>> Begin Recorded information
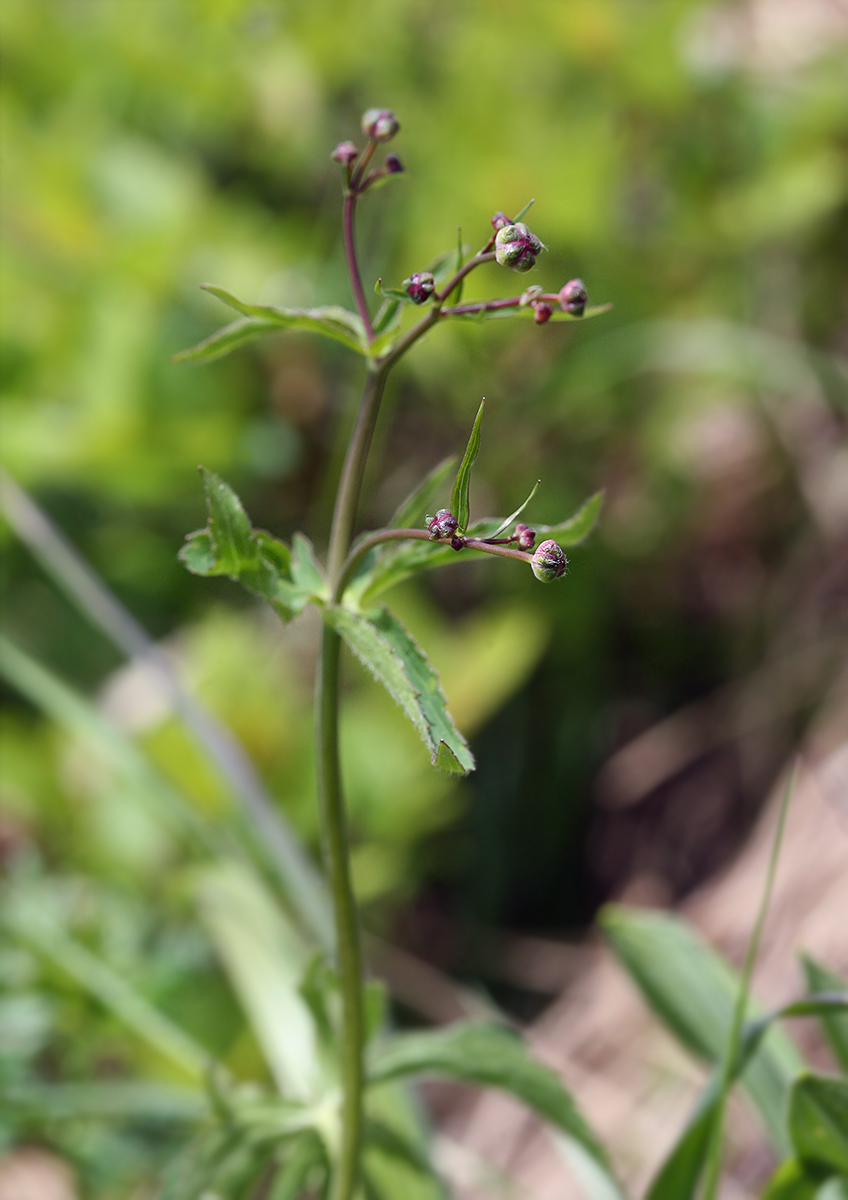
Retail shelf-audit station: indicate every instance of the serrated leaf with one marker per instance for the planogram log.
(488, 1056)
(257, 319)
(380, 642)
(459, 505)
(692, 990)
(577, 527)
(834, 1026)
(263, 564)
(513, 516)
(818, 1121)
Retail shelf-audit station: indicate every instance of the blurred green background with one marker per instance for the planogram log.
(690, 162)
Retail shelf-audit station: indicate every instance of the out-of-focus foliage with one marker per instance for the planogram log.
(689, 162)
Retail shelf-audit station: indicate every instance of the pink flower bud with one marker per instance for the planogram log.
(549, 561)
(572, 298)
(344, 153)
(379, 124)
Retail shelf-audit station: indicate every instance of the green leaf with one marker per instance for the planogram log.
(678, 1177)
(488, 1056)
(306, 1159)
(513, 516)
(577, 527)
(380, 642)
(818, 1121)
(459, 507)
(692, 990)
(835, 1027)
(259, 562)
(331, 321)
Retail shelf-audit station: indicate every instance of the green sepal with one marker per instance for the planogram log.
(459, 505)
(331, 321)
(380, 642)
(288, 580)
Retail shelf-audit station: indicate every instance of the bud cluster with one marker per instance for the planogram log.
(443, 525)
(516, 246)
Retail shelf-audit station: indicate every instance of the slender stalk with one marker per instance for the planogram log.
(348, 949)
(353, 265)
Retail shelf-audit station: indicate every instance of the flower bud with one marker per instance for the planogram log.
(420, 287)
(516, 246)
(573, 298)
(548, 562)
(443, 525)
(344, 153)
(525, 537)
(379, 125)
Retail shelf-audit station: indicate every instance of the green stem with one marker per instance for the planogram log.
(348, 951)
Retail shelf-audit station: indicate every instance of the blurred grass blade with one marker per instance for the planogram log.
(818, 1121)
(459, 505)
(265, 960)
(692, 990)
(25, 922)
(487, 1056)
(271, 835)
(834, 1026)
(382, 645)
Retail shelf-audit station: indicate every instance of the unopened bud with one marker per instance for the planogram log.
(525, 537)
(573, 298)
(379, 125)
(517, 247)
(420, 287)
(548, 562)
(344, 153)
(443, 525)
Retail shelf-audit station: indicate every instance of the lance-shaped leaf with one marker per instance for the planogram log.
(692, 990)
(229, 545)
(380, 642)
(459, 505)
(488, 1056)
(578, 527)
(331, 321)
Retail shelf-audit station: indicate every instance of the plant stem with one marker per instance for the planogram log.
(348, 951)
(353, 265)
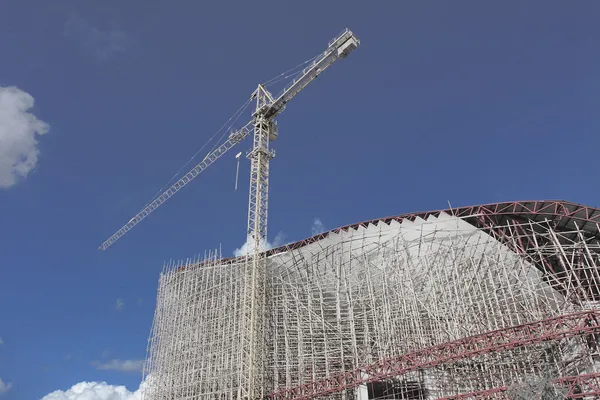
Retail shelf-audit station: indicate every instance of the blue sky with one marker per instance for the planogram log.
(466, 101)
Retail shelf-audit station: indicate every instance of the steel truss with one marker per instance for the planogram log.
(582, 323)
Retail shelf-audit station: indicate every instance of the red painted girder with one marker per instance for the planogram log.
(503, 339)
(588, 384)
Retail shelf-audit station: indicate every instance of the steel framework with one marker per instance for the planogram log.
(461, 302)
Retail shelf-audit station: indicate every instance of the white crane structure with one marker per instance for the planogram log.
(264, 130)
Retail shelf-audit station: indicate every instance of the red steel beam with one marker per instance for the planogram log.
(578, 386)
(556, 328)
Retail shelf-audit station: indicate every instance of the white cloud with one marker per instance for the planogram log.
(96, 391)
(18, 141)
(102, 44)
(317, 227)
(248, 247)
(120, 365)
(4, 387)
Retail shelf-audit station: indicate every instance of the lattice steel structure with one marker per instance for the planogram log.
(458, 303)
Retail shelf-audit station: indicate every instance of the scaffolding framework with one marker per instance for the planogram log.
(438, 305)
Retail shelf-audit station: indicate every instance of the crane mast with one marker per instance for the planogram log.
(267, 108)
(264, 129)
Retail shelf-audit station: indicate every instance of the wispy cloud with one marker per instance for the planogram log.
(18, 135)
(248, 247)
(120, 365)
(96, 390)
(317, 227)
(102, 44)
(4, 387)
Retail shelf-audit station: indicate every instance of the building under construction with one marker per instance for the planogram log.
(453, 304)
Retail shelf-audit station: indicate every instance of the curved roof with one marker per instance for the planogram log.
(560, 214)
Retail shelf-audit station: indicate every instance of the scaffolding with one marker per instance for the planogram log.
(435, 306)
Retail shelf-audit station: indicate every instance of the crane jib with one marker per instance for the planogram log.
(339, 47)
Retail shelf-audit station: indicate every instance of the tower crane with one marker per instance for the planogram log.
(265, 130)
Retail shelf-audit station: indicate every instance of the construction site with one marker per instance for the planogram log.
(452, 304)
(461, 303)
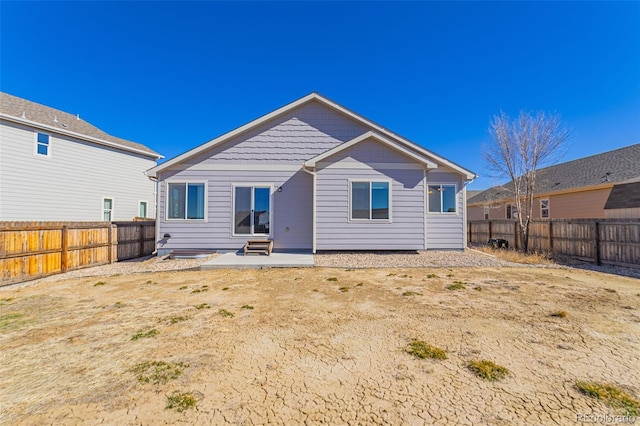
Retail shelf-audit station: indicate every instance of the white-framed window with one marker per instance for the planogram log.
>> End Recorded information
- **What the task asks**
Return every line of the listing above unchanged, and leave the pictures out of your answer.

- **Answer to the task**
Retail shelf-audit station: indicate every instance of the serrated leaf with one marker per instance for the planogram log.
(488, 1056)
(257, 319)
(380, 642)
(459, 505)
(692, 990)
(577, 527)
(834, 1026)
(263, 564)
(513, 516)
(818, 1121)
Retail shelf-audit station: indicate every instance of the blurred green background with one marker per instance for the planogram log.
(690, 162)
Retail shelf-audit station: indicate every instance of the out-of-focus foliage with one marker per instance for the planogram log.
(689, 162)
Retail shelf-audit station: indicate every instance of the pink flower bud with one marker per instance for the planogram log.
(549, 561)
(572, 298)
(344, 153)
(379, 124)
Retail shelf-audit station: indicate every instance of the green leaf with one marker per instance for the planogram log.
(678, 1177)
(488, 1056)
(306, 1159)
(513, 516)
(577, 527)
(380, 642)
(818, 1121)
(459, 507)
(692, 990)
(835, 1027)
(259, 562)
(331, 321)
Retail shelf-audit station: indicate every instance of the green sepal with one marker per instance for the planogram log.
(459, 505)
(331, 321)
(380, 642)
(288, 580)
Retail shelf-audit station: indicate every instance of the bud cluster with one marker per instance for the planogram log.
(443, 525)
(516, 246)
Retail shelf-audit station: indicate every instance of the slender stalk with one marker per instance for the planogram log.
(348, 949)
(353, 265)
Retail shelf-audit station: indicate every instance of the flower bud with one marker per instance for the planogram log.
(420, 287)
(516, 246)
(573, 298)
(548, 562)
(443, 525)
(344, 153)
(525, 537)
(379, 125)
Retail shelf-audit station: indicate every instance of the green stem with one marker per instance for the planogram log.
(348, 951)
Retail shelf-audit station: indicate every instance of the blurred grass blade with one marker per instance for the planogram log.
(818, 1121)
(459, 505)
(265, 960)
(692, 990)
(25, 922)
(487, 1056)
(271, 835)
(834, 1026)
(382, 645)
Retail shelf-audit station: indicate every instance of the unopened bud with one marker per instance for the planogram log.
(525, 537)
(573, 298)
(379, 125)
(517, 247)
(420, 287)
(548, 562)
(344, 153)
(443, 525)
Retail shelf-audit station: indicate every instance of the lance-shaped leaf with one marker per instance for the planogram log.
(692, 990)
(229, 545)
(380, 642)
(459, 505)
(488, 1056)
(578, 527)
(331, 321)
Retail shelf-audit station: indicate every instance of the plant stem with one marker per instance for the planogram log.
(348, 951)
(353, 265)
Retail shelf-audit station: indicate every instance of the blue sky with one marker per instance for the planogram log.
(466, 101)
Retail shelf-audit station: indicate every instance of the steel truss with one marker per instance for the planogram log.
(582, 323)
Retail shelf-audit station: indicate every instance of the red painted girder with one marker per instance for the planogram log.
(503, 339)
(588, 384)
Retail shelf-audit station: indicate every instance of the steel framework with one marker per instance for the planogram log.
(461, 302)
Retail shelf-audit station: indicate every instance of the white crane structure with one marker per instance for the planogram log.
(264, 130)
Retail shelf-audit station: indicate every instance of the red steel beam with one marker per instance for the planogram log.
(578, 386)
(556, 328)
Retail shelf-audit station: indicate every instance of the white cloud with one marker per instance for the planogram log.
(96, 391)
(18, 141)
(102, 44)
(317, 227)
(248, 247)
(120, 365)
(4, 387)
Retail shelf-audit station: indicate every instance of the lattice steel structure with one marker per instance for the planogram log.
(458, 303)
Retail shelf-audit station: indicate every instance of the scaffolding framework with one marker per instance for the planogram log.
(438, 305)
Retail shelf-audit station: indicate every instance of the crane mast with one marker per instance for the planogram log.
(267, 108)
(264, 129)
Retail shelf-audit station: indicate every instance of the wispy cloud with one marker per instance for the planogram log.
(18, 135)
(248, 247)
(120, 365)
(96, 390)
(317, 227)
(102, 44)
(4, 387)
Retail shelf-audit station: indicate every instance of the building under construction with one marker per instance for the planogram log.
(453, 304)
Retail shelf-audit station: indicate every instance of the curved roof with one marker per instance for the planogram log.
(560, 214)
Retail shelf-audit station: indicate every instance of the scaffolding with one marker per instance for the planogram log.
(435, 306)
Retail shelf-audit station: indicate every instance of the crane jib with one marker per instance for the planogram log.
(339, 47)
Retail shelf-audit station: indicate every instance of the tower crane with one marker per instance for the planogram log.
(265, 130)
Retail shelf-audit station: indicate every instance of the construction site with one marker per instance for the planogram log.
(452, 304)
(461, 303)
Retail shelf-audit station: indicate every instance of the white-framed window with one marker per instance for the planogram log.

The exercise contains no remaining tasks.